■ Materials provided:

########

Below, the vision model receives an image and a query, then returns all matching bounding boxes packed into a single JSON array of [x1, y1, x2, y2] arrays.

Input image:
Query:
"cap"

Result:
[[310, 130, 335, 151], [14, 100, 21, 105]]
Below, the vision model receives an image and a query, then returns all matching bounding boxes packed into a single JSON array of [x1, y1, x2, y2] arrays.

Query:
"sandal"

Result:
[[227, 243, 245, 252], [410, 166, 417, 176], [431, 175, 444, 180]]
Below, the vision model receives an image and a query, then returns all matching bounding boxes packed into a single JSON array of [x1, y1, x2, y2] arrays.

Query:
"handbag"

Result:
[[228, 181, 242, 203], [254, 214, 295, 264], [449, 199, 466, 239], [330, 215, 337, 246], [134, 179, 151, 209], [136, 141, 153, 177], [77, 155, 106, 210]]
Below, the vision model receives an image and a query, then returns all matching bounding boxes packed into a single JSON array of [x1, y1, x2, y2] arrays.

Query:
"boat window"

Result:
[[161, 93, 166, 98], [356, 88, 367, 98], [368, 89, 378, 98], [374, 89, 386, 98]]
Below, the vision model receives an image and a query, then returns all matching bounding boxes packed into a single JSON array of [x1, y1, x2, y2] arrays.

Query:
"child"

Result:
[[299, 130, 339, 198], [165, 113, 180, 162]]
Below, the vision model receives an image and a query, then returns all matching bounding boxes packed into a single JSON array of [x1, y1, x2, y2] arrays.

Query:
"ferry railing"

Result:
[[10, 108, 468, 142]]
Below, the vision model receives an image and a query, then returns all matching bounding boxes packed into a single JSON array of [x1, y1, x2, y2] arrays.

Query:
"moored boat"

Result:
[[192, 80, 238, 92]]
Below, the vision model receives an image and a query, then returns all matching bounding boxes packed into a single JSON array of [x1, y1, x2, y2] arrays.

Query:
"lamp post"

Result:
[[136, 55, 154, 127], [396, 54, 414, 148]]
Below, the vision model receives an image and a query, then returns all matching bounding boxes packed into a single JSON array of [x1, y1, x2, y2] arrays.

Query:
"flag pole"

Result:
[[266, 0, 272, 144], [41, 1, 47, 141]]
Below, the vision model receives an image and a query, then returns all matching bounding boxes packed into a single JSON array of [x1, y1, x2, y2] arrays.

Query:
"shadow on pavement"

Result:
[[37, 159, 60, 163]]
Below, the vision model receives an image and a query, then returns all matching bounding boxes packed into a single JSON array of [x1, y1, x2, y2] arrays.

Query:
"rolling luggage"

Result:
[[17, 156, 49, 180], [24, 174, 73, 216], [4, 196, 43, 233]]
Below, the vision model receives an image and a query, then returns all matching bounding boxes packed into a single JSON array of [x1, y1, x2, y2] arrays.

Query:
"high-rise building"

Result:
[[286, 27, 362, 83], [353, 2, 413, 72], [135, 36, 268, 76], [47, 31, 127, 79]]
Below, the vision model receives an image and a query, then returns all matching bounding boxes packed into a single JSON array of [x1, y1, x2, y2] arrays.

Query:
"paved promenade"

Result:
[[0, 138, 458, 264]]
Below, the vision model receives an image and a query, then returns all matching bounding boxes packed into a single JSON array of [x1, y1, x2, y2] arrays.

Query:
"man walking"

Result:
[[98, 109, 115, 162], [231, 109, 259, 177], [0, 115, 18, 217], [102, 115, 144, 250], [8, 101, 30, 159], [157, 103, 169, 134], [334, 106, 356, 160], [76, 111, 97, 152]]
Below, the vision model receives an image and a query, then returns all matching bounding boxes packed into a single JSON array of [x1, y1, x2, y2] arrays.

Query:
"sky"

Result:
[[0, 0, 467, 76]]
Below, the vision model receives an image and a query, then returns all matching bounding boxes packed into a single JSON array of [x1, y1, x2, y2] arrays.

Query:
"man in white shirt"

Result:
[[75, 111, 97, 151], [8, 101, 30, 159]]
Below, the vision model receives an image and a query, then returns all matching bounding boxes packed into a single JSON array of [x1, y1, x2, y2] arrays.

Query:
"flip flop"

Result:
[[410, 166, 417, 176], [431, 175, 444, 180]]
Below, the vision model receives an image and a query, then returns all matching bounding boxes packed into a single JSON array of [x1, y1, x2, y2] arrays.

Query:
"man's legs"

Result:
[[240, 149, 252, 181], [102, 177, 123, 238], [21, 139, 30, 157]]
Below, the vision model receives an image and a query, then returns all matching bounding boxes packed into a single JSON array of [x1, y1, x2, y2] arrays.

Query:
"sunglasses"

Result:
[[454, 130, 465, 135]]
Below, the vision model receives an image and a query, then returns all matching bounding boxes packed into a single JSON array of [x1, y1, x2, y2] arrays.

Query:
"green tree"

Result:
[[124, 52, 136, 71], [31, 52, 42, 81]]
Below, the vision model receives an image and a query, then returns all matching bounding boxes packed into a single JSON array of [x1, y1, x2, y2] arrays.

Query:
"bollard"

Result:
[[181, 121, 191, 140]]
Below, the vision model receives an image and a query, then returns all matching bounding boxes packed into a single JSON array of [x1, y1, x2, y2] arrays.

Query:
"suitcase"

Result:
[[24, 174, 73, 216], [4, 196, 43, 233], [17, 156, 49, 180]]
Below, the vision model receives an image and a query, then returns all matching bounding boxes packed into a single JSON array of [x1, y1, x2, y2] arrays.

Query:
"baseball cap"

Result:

########

■ Required work: Keeping each line intact, set down the entire listing once more.

■ Expected output:
Below, the vision model receives an image and a query, then returns all matching bounding boxes packed into a single JSON array of [x1, y1, x2, y2] arrays.

Input image:
Query:
"cap"

Result:
[[310, 130, 335, 151], [14, 100, 21, 105]]
Below, the vision model receives an image and a query, then returns all matching bounding boxes packed into a single JSON array of [x1, y1, x2, y2] arrays.

Query:
"sandal"

Result:
[[227, 243, 245, 252], [410, 166, 417, 176], [431, 175, 444, 180]]
Below, the vision model receives an image and a query, then returns all matching bounding boxes packed into a single JSON array of [x1, y1, x2, y2] arrays.

Query:
"handbag"

Result:
[[228, 181, 242, 203], [254, 214, 295, 264], [449, 199, 466, 239], [330, 215, 337, 246], [134, 179, 151, 209], [136, 141, 153, 177], [77, 155, 106, 210]]
Below, the vision model receives an image and a query, then returns all matching bounding boxes packed into a single JSON array of [x1, y1, x2, y2] arrays.

Query:
"boat window"

Result:
[[161, 93, 166, 98], [356, 88, 367, 98], [368, 89, 378, 98], [374, 89, 386, 98]]
Below, the vision model receives an image and a query, then returns all matching bounding boxes packed into a single JSON array of [x1, y1, x2, y2] arrays.

Query:
"child"

Result:
[[299, 130, 339, 198], [165, 113, 180, 162]]
Below, the vision model receives an image and a query, then returns all matching bounding boxes packed into a single JSON array of [x1, y1, x2, y2] arrays.

Query:
"ferry railing"

Result:
[[10, 108, 468, 142]]
Below, the vision model receives an image and a query, then returns all matching bounding boxes packed into a single JSON array of [x1, y1, x2, y2] arrays.

Query:
"moored boat"

Result:
[[192, 80, 238, 92]]
Below, the vision model receives an image and a query, then returns all matching bounding boxes packed into a single JSON array of [x1, y1, x2, y2] arrays.

Query:
"lamp post"

Result:
[[136, 55, 154, 127], [396, 54, 414, 148]]
Below, the vision model receives an image and a query, then returns all matching bounding boxes packed into a single JSON array of [x1, y1, x2, y2] arrays.

Query:
"flag pole"

Result:
[[266, 0, 272, 144], [41, 1, 47, 141]]
Below, the vision model receives an image and a query, then returns all matching bounding boxes packed into a single JSON array of [x1, y1, x2, y2] arrays.

Query:
"shadow on pavement"

Result:
[[37, 159, 60, 163]]
Below, the vision model receives an image and a query, then returns all matching bounding boxes packed into a single JSON array of [x1, y1, x2, y2] arrays.

Query:
"rolling luggage"

Result:
[[17, 156, 49, 180], [24, 174, 73, 216], [4, 196, 43, 233]]
Below, the vision model receives an image and a query, then returns all matching bounding boxes packed into a single JSON array of [x1, y1, x2, y2] arrays.

Query:
"high-rise building"

Result:
[[286, 27, 362, 83], [353, 2, 413, 72], [135, 36, 268, 76], [47, 31, 127, 79]]
Below, the vision model receives an image and a query, then returns all matching bounding boxes packed into a single JSON array of [x1, y1, x2, y2] arrays.

Query:
"paved promenade"

Result:
[[0, 138, 458, 264]]
Below, the vision model receives an image and a query, then returns all matching bounding boxes packed into a single JSON array of [x1, y1, x2, y2] arrays.

Query:
"man walking"

Result:
[[98, 109, 115, 162], [231, 109, 259, 177], [0, 115, 18, 217], [102, 115, 144, 250], [8, 101, 30, 159], [157, 103, 169, 134], [334, 106, 356, 160], [76, 111, 97, 152]]
Below, the vision model receives an image and a query, then returns all matching bounding boxes packed into a single JSON array of [x1, y1, x2, y2] arrays.

Query:
"sky"

Result:
[[0, 0, 467, 76]]
Below, the vision model receives an image and a query, then returns all matching bounding boxes packed into a single JSON array of [x1, y1, x2, y2] arrays.

Query:
"man in white shirt"

Result:
[[75, 111, 97, 151], [8, 101, 30, 159]]
Below, the vision model receives an image and a query, then returns all matching bounding boxes packed into a single JSON array of [x1, y1, x2, y2] arrays.

Query:
"flip flop"

Result:
[[410, 166, 417, 176], [431, 175, 444, 180]]
Below, the vision model receives an image and a query, then returns all matching bounding boxes packed into a single JSON array of [x1, y1, x2, y2] arrays.

Query:
"man's legs"

Result:
[[240, 149, 252, 181], [102, 177, 123, 238], [21, 139, 30, 157]]
Below, the vision model receives an image and a query, then returns all matching bounding boxes packed into a single JSON array of [x1, y1, x2, y2] arrays.

Query:
"sunglasses"

Result:
[[454, 130, 465, 135]]
Below, the vision model receives an image and a query, then returns all matching bounding boxes packed into a single JSON array of [x1, y1, x2, y2] arrays.

Query:
"green tree"

Result:
[[124, 52, 136, 71], [31, 52, 42, 81]]
Below, the vision model receives an image and a query, then returns all matching bounding boxes packed into a single JSON array of [x1, y1, x2, y2] arrays.

Query:
"bollard"

Result:
[[181, 121, 191, 140]]
Below, the vision model receives an image and a query, then returns all matching bounding boxes packed into a single JSON array of [x1, y1, x2, y2] arrays.

Query:
"suitcase"

Result:
[[24, 174, 73, 216], [4, 196, 43, 233], [17, 156, 49, 180]]
Below, the vision model receives an image and a query, then returns all matching bounding boxes packed into a single JSON array of [x1, y1, x2, y2] arrays.

Query:
"baseball cap"

Result:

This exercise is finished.